§ **EXERCISE AIM**: Could you reproduce verbatim the part of the material below that opens with the line containing "Objective — one dot on each instance of the rustic" and runs through the end of the material, both ends included?
[BEGIN SUPPLIED DATA]
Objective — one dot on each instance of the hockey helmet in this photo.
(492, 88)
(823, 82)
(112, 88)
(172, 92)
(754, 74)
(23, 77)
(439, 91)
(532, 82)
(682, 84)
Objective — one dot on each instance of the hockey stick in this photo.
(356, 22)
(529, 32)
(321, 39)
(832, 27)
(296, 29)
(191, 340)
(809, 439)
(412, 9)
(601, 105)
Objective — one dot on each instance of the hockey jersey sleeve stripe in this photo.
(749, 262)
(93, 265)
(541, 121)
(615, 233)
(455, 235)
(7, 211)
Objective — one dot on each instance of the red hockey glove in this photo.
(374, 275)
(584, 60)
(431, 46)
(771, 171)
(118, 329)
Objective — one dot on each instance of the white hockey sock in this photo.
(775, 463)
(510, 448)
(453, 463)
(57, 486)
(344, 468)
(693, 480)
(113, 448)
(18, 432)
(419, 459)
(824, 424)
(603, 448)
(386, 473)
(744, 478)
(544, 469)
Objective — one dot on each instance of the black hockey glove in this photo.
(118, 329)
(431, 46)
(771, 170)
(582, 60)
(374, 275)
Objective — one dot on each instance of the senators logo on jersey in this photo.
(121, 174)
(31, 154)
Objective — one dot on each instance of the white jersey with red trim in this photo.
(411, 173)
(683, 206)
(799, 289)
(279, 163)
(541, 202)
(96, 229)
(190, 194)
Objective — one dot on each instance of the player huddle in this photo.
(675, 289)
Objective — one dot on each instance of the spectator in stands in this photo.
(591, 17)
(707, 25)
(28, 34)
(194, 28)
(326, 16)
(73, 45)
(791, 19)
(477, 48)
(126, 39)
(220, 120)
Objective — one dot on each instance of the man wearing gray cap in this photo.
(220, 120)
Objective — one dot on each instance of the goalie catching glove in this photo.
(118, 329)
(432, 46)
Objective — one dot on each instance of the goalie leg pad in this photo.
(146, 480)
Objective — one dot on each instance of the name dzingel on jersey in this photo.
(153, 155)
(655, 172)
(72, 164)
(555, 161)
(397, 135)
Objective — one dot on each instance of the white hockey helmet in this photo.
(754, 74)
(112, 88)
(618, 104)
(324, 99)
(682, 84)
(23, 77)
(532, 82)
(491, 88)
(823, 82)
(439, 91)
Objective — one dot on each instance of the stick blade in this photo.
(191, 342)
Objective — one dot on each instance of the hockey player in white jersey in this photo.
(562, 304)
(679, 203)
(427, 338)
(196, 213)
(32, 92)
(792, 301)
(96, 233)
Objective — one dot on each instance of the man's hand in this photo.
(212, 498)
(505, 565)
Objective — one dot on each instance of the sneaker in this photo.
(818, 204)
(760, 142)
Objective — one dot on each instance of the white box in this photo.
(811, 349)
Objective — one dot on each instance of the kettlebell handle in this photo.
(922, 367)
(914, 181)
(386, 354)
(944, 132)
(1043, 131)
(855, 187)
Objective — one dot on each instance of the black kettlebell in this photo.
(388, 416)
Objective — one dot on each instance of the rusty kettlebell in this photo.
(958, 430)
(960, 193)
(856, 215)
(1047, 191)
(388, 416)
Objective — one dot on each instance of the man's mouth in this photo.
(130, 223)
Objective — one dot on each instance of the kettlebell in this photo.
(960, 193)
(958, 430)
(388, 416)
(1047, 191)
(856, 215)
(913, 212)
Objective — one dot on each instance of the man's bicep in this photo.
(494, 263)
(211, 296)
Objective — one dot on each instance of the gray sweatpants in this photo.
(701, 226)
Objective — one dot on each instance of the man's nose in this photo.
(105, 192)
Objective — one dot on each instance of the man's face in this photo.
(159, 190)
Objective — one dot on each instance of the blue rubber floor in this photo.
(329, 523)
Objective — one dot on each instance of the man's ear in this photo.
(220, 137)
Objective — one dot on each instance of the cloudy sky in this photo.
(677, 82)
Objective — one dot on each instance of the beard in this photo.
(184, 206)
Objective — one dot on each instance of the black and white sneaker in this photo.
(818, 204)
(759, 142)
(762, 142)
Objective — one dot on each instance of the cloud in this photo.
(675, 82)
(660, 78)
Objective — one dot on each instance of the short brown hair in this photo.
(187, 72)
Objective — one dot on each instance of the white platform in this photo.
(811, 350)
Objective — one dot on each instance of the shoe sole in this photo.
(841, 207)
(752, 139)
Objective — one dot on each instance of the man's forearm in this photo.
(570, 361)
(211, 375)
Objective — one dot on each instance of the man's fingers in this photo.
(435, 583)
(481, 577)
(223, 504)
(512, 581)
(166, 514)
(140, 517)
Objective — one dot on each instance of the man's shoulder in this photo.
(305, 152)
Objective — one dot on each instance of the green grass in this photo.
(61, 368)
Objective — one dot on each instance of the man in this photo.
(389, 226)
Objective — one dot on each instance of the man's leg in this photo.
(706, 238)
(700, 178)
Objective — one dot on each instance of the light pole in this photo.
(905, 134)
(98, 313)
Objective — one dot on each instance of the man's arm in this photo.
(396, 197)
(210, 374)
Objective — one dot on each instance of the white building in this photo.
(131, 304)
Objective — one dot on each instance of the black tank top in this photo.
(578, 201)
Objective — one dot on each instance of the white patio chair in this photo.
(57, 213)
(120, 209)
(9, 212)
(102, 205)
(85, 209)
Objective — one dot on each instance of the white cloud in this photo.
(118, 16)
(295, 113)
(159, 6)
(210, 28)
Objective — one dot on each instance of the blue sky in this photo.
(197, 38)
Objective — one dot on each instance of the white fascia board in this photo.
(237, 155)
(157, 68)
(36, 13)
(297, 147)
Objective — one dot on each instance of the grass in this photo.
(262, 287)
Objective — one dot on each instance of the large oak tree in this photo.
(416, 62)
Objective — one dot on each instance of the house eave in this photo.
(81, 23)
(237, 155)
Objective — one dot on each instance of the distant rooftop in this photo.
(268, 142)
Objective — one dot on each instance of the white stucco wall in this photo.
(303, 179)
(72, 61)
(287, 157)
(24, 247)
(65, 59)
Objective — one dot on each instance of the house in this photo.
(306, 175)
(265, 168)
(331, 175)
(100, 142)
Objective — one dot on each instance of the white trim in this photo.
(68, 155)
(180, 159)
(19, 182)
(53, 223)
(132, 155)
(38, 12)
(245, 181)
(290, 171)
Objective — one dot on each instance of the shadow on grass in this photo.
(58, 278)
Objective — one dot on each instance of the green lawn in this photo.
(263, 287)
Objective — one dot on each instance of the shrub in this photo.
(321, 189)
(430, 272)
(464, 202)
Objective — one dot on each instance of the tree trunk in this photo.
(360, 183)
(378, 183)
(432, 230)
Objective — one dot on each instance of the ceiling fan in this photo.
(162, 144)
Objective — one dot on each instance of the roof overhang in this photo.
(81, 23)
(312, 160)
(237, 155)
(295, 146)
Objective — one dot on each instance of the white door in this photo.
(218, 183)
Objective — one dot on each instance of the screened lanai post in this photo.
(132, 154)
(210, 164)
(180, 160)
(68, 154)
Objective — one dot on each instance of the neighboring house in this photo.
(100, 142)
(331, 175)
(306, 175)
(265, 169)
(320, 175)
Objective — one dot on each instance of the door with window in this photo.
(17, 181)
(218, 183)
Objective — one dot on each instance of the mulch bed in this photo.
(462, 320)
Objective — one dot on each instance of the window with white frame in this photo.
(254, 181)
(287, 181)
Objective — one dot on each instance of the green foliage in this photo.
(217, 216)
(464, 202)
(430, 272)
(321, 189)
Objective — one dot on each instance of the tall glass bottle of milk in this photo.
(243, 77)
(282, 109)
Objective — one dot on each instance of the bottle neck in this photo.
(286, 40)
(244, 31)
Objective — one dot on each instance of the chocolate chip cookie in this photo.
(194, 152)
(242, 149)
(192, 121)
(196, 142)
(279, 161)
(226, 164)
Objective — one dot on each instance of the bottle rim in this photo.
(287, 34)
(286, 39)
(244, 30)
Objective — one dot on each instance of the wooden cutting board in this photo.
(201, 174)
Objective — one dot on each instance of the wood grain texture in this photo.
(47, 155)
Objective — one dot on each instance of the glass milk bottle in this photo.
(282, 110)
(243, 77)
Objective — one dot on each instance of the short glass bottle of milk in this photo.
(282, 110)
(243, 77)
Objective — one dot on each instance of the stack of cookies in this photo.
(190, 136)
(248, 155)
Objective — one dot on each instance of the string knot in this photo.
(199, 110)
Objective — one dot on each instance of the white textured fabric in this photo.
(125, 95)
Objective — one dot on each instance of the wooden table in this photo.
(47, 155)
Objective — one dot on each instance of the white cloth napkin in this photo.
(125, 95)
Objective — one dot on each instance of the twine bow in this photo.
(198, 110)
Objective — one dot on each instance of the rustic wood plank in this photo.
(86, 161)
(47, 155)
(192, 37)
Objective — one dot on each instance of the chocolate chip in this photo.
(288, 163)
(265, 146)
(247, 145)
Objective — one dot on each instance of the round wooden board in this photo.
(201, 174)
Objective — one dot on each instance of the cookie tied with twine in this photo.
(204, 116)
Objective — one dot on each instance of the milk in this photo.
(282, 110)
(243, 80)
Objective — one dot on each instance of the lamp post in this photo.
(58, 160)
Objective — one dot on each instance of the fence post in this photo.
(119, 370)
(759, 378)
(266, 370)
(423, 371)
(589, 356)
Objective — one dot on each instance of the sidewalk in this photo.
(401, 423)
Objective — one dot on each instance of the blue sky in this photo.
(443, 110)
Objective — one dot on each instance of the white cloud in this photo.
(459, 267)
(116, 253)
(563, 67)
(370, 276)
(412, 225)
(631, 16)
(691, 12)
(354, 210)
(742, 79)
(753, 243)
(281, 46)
[END SUPPLIED DATA]
§ **EXERCISE SOLUTION**:
Objective — one dot on each instance of the rustic wood plank in this photo.
(86, 161)
(47, 155)
(192, 37)
Objective — one dot on each instance of the chocolate chip in this photo.
(288, 163)
(265, 146)
(247, 145)
Objective — one dot on each instance of the round wooden board in this photo.
(201, 174)
Objective — one dot on each instance of the cookie tied with twine in this photo.
(204, 116)
Objective — one dot on each instance of the milk in this photo.
(282, 110)
(243, 80)
Objective — one dot on each instance of the lamp post in this photo.
(58, 160)
Objective — one dot on each instance of the fence post in this photo.
(119, 370)
(759, 378)
(266, 370)
(423, 371)
(589, 356)
Objective — one dot on each instance of the sidewalk in this photo.
(401, 423)
Objective — one dot on each instance of the blue sky in this photo.
(443, 110)
Objective — one dot on each instance of the white cloud in this photo.
(459, 267)
(116, 253)
(563, 67)
(370, 276)
(412, 225)
(631, 16)
(691, 12)
(354, 210)
(742, 79)
(753, 243)
(281, 46)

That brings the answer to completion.